[Requisitos del ejercicio]:
1) Según el fragmento sobre la erradicación de cocales, ¿por qué la erradicación manual o química se impuso sobre otras estrategias desde los inicios de la guerra contra las drogas? Responde en una a tres oraciones.
2) Del fragmento sobre la erradicación de cocales, vuelve a escribir todo el pasaje desde "El probable déficit" hasta "había sido despedida.", sustituyendo "solidaridad" por "simpatía".
3) Prosigue el fragmento sobre la erradicación de cocales a partir de su última oración.

[Fragmento para leer]:
┌──

El probable déficit de modales de Cornejo provocó varias muestras de solidaridad con Masías. Algunas tuvieron que ver con las formas y otras con el fondo. Estas últimas partieron del hecho que la señora Erradicación, nada menos, había sido despedida.
Uno siempre debe tratar de cuidar las formas para resolver bien los fondos. En este caso, lo primero estuvo mal; pero lo segundo, la separación de Masías, estuvo bien.
La gestión de Masías estuvo dedicada a impulsar la erradicación de cocales como forma central de lucha contra el narcotráfico. Fue un espectacular caso de retrogradación histórica. El equivalente, en estas guerras psicotrópicas, del momento en el que los émigrés de la Revolución Francesa (esos que nada olvidaron y nada aprendieron) volvieron al poder por un tiempo misericordiosamente corto.
Desde los inicios de la llamada guerra contra las drogas –a fines de la década de 1970 y comienzos de la de 1980–, la erradicación manual o química de cocales se impuso sobre otras estrategias posibles debido a sus ventajas burocráticas: Era un enemigo físico, que proporcionaba la satisfactoria sensación de poderlo arrancar literalmente de raíz y que, además, no podía moverse ni escurrirse entre la floresta. Provocaba en algunos el sentimiento de extirpación de idolatrías vegetales y en otros, más prosaicos, la constatación de que era una forma barata y vendible de dar la impresión de progreso a bajo costo.

└──

[Datos registrados]:
┌──

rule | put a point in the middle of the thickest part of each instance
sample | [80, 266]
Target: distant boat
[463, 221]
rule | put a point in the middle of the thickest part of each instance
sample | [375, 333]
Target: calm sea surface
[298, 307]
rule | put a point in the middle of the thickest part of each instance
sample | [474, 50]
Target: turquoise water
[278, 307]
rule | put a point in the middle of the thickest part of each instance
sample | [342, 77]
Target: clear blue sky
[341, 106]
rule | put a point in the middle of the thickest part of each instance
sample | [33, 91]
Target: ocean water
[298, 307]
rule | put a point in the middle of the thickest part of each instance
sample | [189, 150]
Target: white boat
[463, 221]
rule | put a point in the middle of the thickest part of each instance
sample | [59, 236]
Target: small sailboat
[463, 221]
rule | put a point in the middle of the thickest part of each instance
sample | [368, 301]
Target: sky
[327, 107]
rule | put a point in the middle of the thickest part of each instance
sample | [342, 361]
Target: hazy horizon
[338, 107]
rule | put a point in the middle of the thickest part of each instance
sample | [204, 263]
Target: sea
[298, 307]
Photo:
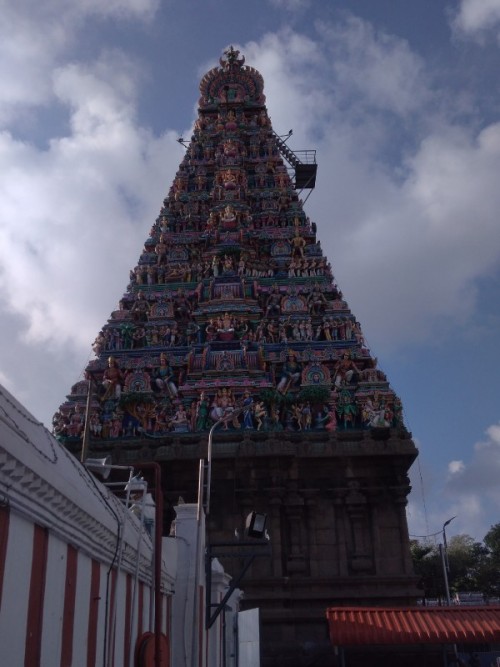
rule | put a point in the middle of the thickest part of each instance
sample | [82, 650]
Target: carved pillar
[360, 552]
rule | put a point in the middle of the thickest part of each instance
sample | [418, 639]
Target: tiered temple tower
[233, 312]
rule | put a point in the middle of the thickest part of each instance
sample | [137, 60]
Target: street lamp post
[443, 549]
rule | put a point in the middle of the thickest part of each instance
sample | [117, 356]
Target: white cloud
[416, 234]
[456, 467]
[86, 204]
[475, 16]
[34, 36]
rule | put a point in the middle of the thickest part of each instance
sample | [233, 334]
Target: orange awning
[352, 626]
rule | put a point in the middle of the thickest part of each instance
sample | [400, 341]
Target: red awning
[352, 626]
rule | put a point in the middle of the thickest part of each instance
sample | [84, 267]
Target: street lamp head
[256, 525]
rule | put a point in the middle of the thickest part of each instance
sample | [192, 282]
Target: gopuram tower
[233, 315]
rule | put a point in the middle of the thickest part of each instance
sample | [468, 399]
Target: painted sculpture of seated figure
[164, 377]
[228, 218]
[112, 380]
[290, 374]
[180, 419]
[225, 328]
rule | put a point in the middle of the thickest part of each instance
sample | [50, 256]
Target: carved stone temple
[233, 315]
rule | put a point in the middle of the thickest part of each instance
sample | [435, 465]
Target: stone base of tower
[337, 525]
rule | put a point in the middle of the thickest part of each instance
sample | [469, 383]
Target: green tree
[472, 566]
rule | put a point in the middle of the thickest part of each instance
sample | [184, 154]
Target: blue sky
[401, 101]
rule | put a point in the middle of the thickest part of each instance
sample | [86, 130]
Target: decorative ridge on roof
[352, 626]
[232, 82]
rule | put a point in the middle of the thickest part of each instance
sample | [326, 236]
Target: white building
[77, 568]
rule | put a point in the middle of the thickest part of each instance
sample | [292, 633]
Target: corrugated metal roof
[351, 626]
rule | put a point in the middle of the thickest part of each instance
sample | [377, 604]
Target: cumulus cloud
[351, 93]
[475, 16]
[85, 204]
[34, 36]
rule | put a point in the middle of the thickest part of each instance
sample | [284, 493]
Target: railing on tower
[302, 162]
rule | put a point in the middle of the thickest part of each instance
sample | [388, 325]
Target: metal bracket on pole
[247, 549]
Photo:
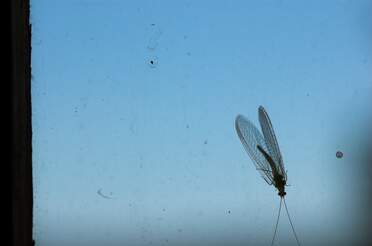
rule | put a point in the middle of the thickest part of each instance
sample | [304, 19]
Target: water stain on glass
[99, 192]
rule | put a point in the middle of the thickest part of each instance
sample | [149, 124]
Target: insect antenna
[277, 221]
[290, 221]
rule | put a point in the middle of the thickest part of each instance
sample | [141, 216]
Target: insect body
[264, 151]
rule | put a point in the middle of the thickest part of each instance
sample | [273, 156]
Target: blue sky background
[125, 151]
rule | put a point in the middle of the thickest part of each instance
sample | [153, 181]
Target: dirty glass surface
[134, 105]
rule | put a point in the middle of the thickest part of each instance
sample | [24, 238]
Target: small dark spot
[153, 62]
[339, 154]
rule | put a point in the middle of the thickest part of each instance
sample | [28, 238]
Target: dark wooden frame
[21, 133]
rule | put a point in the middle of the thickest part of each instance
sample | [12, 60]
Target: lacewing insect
[265, 154]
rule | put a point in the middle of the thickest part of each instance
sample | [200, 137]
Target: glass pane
[134, 104]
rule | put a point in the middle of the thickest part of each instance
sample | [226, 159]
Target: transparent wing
[250, 137]
[270, 140]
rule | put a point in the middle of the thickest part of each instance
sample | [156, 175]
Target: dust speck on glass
[133, 108]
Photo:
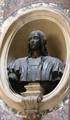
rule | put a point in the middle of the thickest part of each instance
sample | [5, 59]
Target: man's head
[37, 43]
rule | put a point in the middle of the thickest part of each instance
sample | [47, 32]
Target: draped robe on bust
[42, 69]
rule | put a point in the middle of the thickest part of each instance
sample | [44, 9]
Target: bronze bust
[37, 66]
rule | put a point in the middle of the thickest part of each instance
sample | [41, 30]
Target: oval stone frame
[9, 30]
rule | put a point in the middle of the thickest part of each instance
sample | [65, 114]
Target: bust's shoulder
[23, 59]
[51, 59]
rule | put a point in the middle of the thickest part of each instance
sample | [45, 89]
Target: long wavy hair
[43, 43]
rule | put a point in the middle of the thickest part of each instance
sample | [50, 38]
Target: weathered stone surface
[59, 114]
[13, 5]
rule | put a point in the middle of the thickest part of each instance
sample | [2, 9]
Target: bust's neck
[36, 54]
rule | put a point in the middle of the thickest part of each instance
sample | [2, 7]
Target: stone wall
[12, 5]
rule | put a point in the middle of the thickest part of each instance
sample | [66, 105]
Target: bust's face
[34, 41]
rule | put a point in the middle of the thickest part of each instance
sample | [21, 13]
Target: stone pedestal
[33, 97]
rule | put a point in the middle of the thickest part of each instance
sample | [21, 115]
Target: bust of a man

└──

[Resultados esperados]:
1) Se impuso por sus ventajas burocráticas: era un enemigo físico que daba la satisfactoria sensación de poder arrancarlo literalmente de raíz y que no podía moverse ni escurrirse entre la floresta. Además, a unos les provocaba el sentimiento de extirpar idolatrías vegetales, y a otros les parecía una forma barata y vendible de dar la impresión de progreso a bajo costo.

2)
El probable déficit de modales de Cornejo provocó varias muestras de simpatía con Masías. Algunas tuvieron que ver con las formas y otras con el fondo. Estas últimas partieron del hecho que la señora Erradicación, nada menos, había sido despedida.

3)
Además, la erradicación de cocales se prestaba muy bien a cuantificaciones estadísticas. El tipo de acciones que se ilustran con un poco de titilantes fotos en las cocalandias latinoamericanas, transformadas de inmediato en gráficos de barras o de tortas, ilustrando los presuntos progresos en el camino a la extirpación.
El problema es que el análisis más básico de los hechos reveló desde el principio, que esa estrategia era no solo falaz en sus premisas y estéril en su práctica sino además contraproducente.
Para el narcotraficante, la planta de coca era (es) lo más barato y lo más fácilmente reemplazable. Lo más desechable y lo más recobrable. Pero para el campesino pobre, el dueño de la planta, era una pérdida frecuentemente traumática.
Una planta arrancada –sobre todo una tan precoz como la coca– es una planta fácilmente resembrada para quien tiene el capital. Las plantas son rústicas, cuestan poco; y siempre habrá campesinos pobres en busca de agricultura fácil, garantizada y proveedora de cash.
El campesino llorará por su coca erradicada, por la confiscación de su “caja chica”, que nunca lo saca de la pobreza, pero que paga urgencias que de otro modo no se solventan.
Pero el narcotraficante sonreirá. Para él, reemplazar una hectárea erradicada es lo más sencillo del mundo. Enfrentar una organización destruida, perder un megaembarque consolidado: eso sí lo puede hacer llorar. Pero la regla, a la que casi no he visto excepción, es que cuando se pone un fuerte acento en la erradicación de cocales, se descuida la lucha contra el crimen organizado narcotraficante.
Tomó años, tomó décadas antes que la razón se abriera lentamente camino entre la maleza de prejuicios, intereses creados, lobbies políticos y presiones diplomáticas sobre gobernantes eminentemente presionables.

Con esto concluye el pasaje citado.